### Assigned task
Scan the entries below for the word "point". Copy out every line in which it occurs.

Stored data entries
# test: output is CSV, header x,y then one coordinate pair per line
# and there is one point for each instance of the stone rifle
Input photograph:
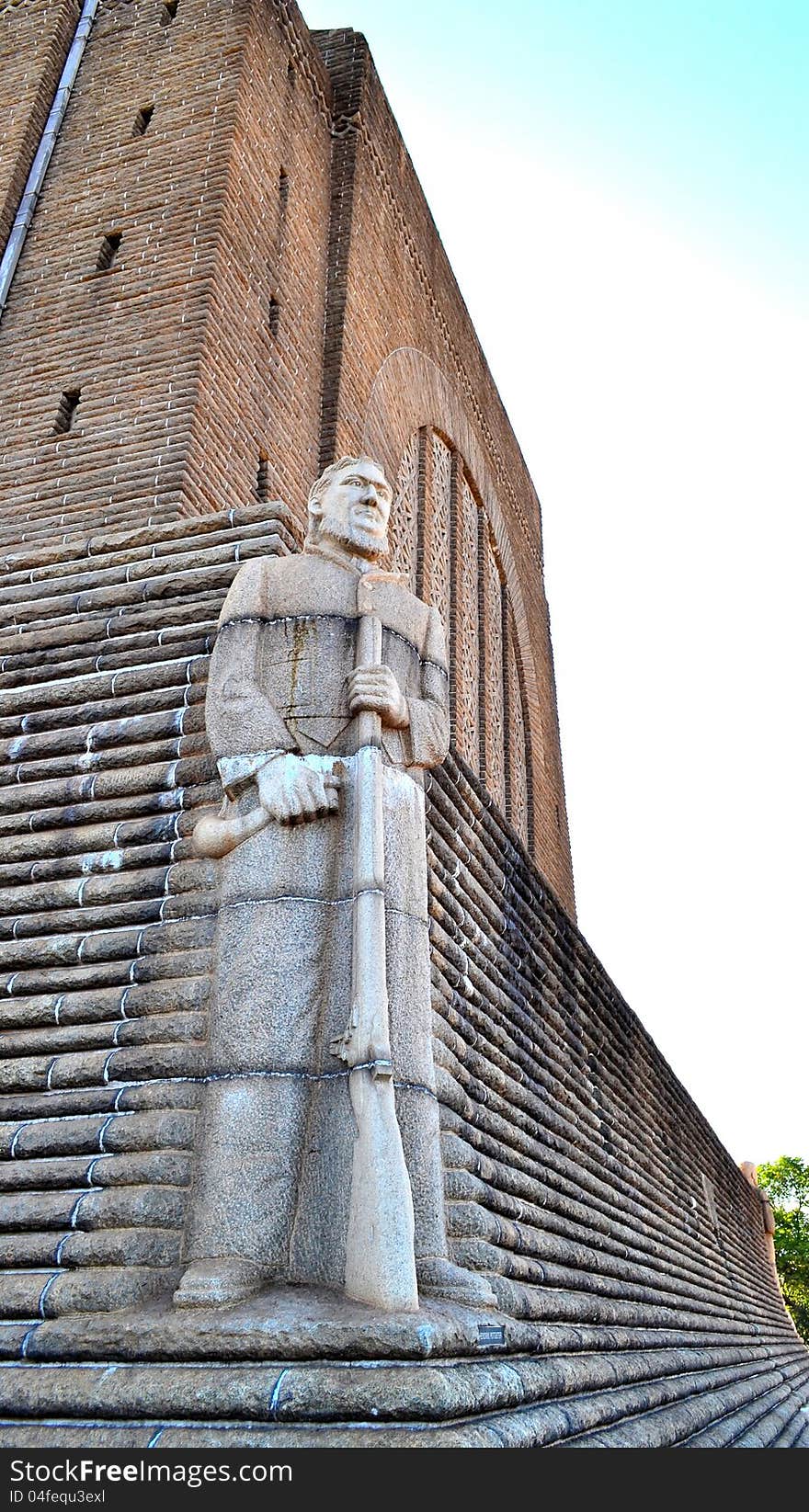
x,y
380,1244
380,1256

---

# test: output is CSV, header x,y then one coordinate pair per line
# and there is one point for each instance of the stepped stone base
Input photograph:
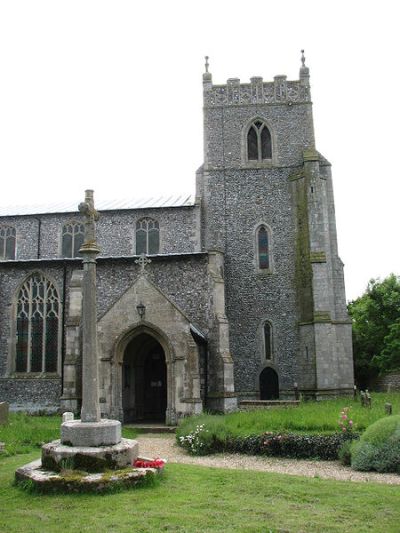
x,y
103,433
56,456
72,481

### Result of the task
# and there is one point for each instance of the stone rifle
# and there is one point for each instance of the stepped stone base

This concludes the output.